**Written problem**: Copy the entries below, switching every "in this photo" to "in this image" and changing nothing else. Leave the pictures out.

**The data**:
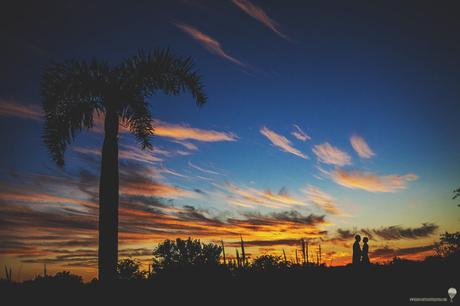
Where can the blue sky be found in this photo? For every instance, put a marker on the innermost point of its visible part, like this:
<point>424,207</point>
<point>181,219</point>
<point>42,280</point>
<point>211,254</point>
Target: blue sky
<point>387,72</point>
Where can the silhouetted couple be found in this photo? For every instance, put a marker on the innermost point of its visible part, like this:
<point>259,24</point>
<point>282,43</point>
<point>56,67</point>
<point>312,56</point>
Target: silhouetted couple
<point>360,256</point>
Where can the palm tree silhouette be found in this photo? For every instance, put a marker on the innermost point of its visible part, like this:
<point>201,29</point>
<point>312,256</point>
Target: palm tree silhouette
<point>73,91</point>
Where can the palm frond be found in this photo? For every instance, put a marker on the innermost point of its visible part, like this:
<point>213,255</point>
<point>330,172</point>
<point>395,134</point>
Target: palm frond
<point>138,118</point>
<point>71,92</point>
<point>160,70</point>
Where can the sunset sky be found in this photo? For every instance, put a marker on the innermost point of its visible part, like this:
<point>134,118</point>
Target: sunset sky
<point>324,119</point>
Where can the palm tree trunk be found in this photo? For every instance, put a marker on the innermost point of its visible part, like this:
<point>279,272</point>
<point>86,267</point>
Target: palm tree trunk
<point>108,200</point>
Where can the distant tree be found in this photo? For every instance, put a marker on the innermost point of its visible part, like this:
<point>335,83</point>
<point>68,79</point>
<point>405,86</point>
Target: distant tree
<point>185,253</point>
<point>268,262</point>
<point>449,245</point>
<point>129,269</point>
<point>73,91</point>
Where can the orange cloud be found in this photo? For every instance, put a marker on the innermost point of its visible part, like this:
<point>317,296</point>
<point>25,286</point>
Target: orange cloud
<point>185,132</point>
<point>322,199</point>
<point>208,43</point>
<point>371,182</point>
<point>252,197</point>
<point>328,154</point>
<point>361,147</point>
<point>14,109</point>
<point>300,134</point>
<point>260,15</point>
<point>281,142</point>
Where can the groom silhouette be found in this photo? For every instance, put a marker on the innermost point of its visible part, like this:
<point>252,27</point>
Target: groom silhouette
<point>357,251</point>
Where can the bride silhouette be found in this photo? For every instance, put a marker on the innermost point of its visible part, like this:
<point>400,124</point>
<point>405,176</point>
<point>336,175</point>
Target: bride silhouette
<point>365,252</point>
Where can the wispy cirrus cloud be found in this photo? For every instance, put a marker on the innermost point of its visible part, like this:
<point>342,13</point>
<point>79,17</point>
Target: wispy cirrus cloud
<point>321,199</point>
<point>371,182</point>
<point>208,43</point>
<point>186,132</point>
<point>394,232</point>
<point>361,147</point>
<point>26,111</point>
<point>299,133</point>
<point>178,132</point>
<point>260,15</point>
<point>201,169</point>
<point>328,154</point>
<point>281,142</point>
<point>251,197</point>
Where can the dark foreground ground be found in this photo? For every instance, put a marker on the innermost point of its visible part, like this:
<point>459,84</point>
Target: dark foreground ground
<point>374,285</point>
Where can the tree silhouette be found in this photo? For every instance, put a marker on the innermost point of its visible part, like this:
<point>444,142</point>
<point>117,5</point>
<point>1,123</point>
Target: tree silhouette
<point>129,269</point>
<point>73,91</point>
<point>190,252</point>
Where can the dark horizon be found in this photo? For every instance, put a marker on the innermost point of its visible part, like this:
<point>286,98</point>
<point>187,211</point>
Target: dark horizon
<point>323,119</point>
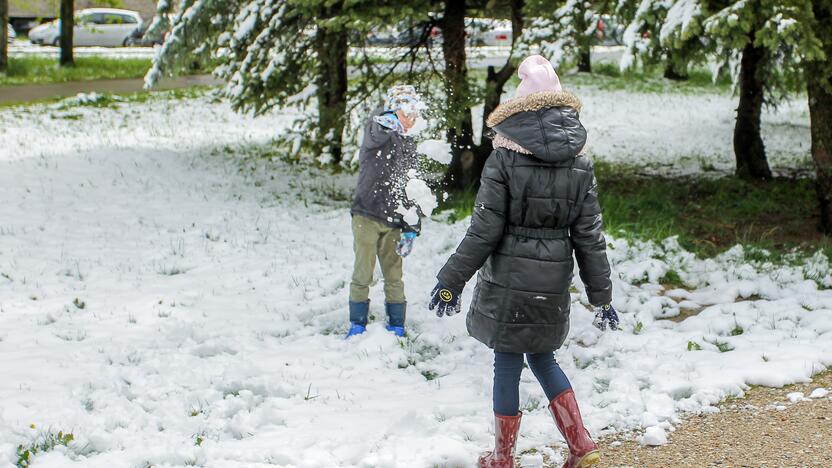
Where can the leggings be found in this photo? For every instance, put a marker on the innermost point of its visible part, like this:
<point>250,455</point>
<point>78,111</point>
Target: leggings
<point>507,369</point>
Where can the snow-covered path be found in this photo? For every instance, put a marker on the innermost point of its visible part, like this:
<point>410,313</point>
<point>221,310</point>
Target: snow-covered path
<point>170,303</point>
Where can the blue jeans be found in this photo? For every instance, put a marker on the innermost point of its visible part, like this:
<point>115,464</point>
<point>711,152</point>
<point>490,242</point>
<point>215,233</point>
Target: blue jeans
<point>507,369</point>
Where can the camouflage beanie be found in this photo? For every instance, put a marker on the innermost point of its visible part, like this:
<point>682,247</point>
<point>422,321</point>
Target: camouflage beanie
<point>404,98</point>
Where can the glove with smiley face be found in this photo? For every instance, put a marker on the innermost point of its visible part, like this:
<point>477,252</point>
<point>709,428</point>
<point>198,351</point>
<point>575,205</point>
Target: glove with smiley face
<point>445,301</point>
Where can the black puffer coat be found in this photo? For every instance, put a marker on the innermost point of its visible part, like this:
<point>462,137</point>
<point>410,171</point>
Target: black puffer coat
<point>532,212</point>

**Full response**:
Where can the blue sky be found in this image? For every instance, put a marker on the innermost point of its visible part, like this:
<point>424,207</point>
<point>181,219</point>
<point>42,280</point>
<point>211,254</point>
Target: blue sky
<point>387,72</point>
Where can the silhouetted couple be found in this image? For every instance, put a marker on the innermost point of its visible part, like this:
<point>259,24</point>
<point>282,43</point>
<point>56,67</point>
<point>312,56</point>
Target: silhouetted couple
<point>360,256</point>
Where can the palm tree silhouette be found in this image? For every instance, put a marker on the innermost point of its visible part, like this:
<point>201,29</point>
<point>312,256</point>
Target: palm tree silhouette
<point>73,91</point>
Where can the palm frond be found in this image? For every instance, put a marker on the innermost point of its visible part, like this:
<point>213,255</point>
<point>330,172</point>
<point>395,134</point>
Target: palm frond
<point>138,118</point>
<point>71,92</point>
<point>160,70</point>
Where can the sunset sky be found in this image? For every instance, put a marker on the innermost point of its visible part, like this:
<point>134,118</point>
Target: sunset sky
<point>324,119</point>
Where can the palm tree trunk be found in this image? For every instance, put a marker on the innermost point of its visible part, like this:
<point>279,272</point>
<point>86,267</point>
Target: palm tree trunk
<point>108,200</point>
Where can the distant tree be found in this image? For every instance, put a marker on the innermost point of its visible part, like this:
<point>335,83</point>
<point>68,79</point>
<point>405,86</point>
Target: distant tree
<point>185,253</point>
<point>268,262</point>
<point>449,245</point>
<point>129,269</point>
<point>73,91</point>
Where can the orange cloud be found in this image? For every instance, put a marker on the innermost point of its visible part, like this:
<point>317,296</point>
<point>25,286</point>
Target: orange cloud
<point>185,132</point>
<point>322,199</point>
<point>208,43</point>
<point>371,182</point>
<point>252,197</point>
<point>328,154</point>
<point>361,147</point>
<point>14,109</point>
<point>300,134</point>
<point>260,15</point>
<point>281,142</point>
Where can the groom silhouette be found in this image? For every instance, put a marker on the innermost point of its visible part, like this:
<point>252,27</point>
Target: groom silhouette
<point>357,251</point>
Where can the bride silhouette be found in this image? For every instance, put a marker on the innermost point of its visible part, like this:
<point>400,124</point>
<point>405,176</point>
<point>336,175</point>
Target: bride silhouette
<point>365,252</point>
Where can the wispy cirrus cloud be found in this image? For every instance, put a marker on the innermost point of its visible part, like this:
<point>342,13</point>
<point>79,17</point>
Target: wispy cirrus cloud
<point>321,199</point>
<point>371,182</point>
<point>208,43</point>
<point>186,132</point>
<point>394,232</point>
<point>361,147</point>
<point>26,111</point>
<point>299,133</point>
<point>178,132</point>
<point>260,15</point>
<point>201,169</point>
<point>328,154</point>
<point>281,142</point>
<point>251,197</point>
Where can the dark foreground ground be found in this image? For every instance, put a marker on the innermost point of its visible part, like this:
<point>459,84</point>
Target: dark foreground ground
<point>374,285</point>
Where can the tree silhouette be found in this image? For every instance, put a marker on the innermost point of its visible part, like this:
<point>444,142</point>
<point>117,5</point>
<point>1,123</point>
Target: tree silhouette
<point>129,269</point>
<point>73,91</point>
<point>190,252</point>
Where can the dark horizon be found in this image? For every instance, put a marker on the innermost point of its visible part, like this:
<point>286,98</point>
<point>187,211</point>
Target: dark horizon
<point>323,119</point>
Where can the leggings be found in this image? For every instance, put a marker on the innermost point of its visible part, like this:
<point>250,455</point>
<point>78,111</point>
Target: leggings
<point>507,369</point>
Where can the snow-covered path be found in this image? For every instance, put a marker on the innermost point of its visible part, like this:
<point>410,313</point>
<point>221,310</point>
Target: snow-covered path
<point>170,303</point>
Where can the blue jeans be found in this image? For every instance, put a marker on the innermost point of its visible part, like this:
<point>115,464</point>
<point>711,152</point>
<point>490,242</point>
<point>215,233</point>
Target: blue jeans
<point>507,369</point>
Where can the camouflage beanie be found in this image? For every instance, put a marker on the innermost point of its visible part, like this:
<point>682,247</point>
<point>422,321</point>
Target: camouflage beanie
<point>404,98</point>
Where can the glove with smiley face be found in this image? For every instance, put a marker on the innermost point of its visible part, like this:
<point>477,252</point>
<point>709,428</point>
<point>198,351</point>
<point>575,205</point>
Target: glove with smiley face
<point>445,301</point>
Where can the black puffer coat be found in this image? For every instance, put a marker on the innermost point of its visible part, like this:
<point>462,137</point>
<point>410,171</point>
Target: black puffer coat
<point>532,212</point>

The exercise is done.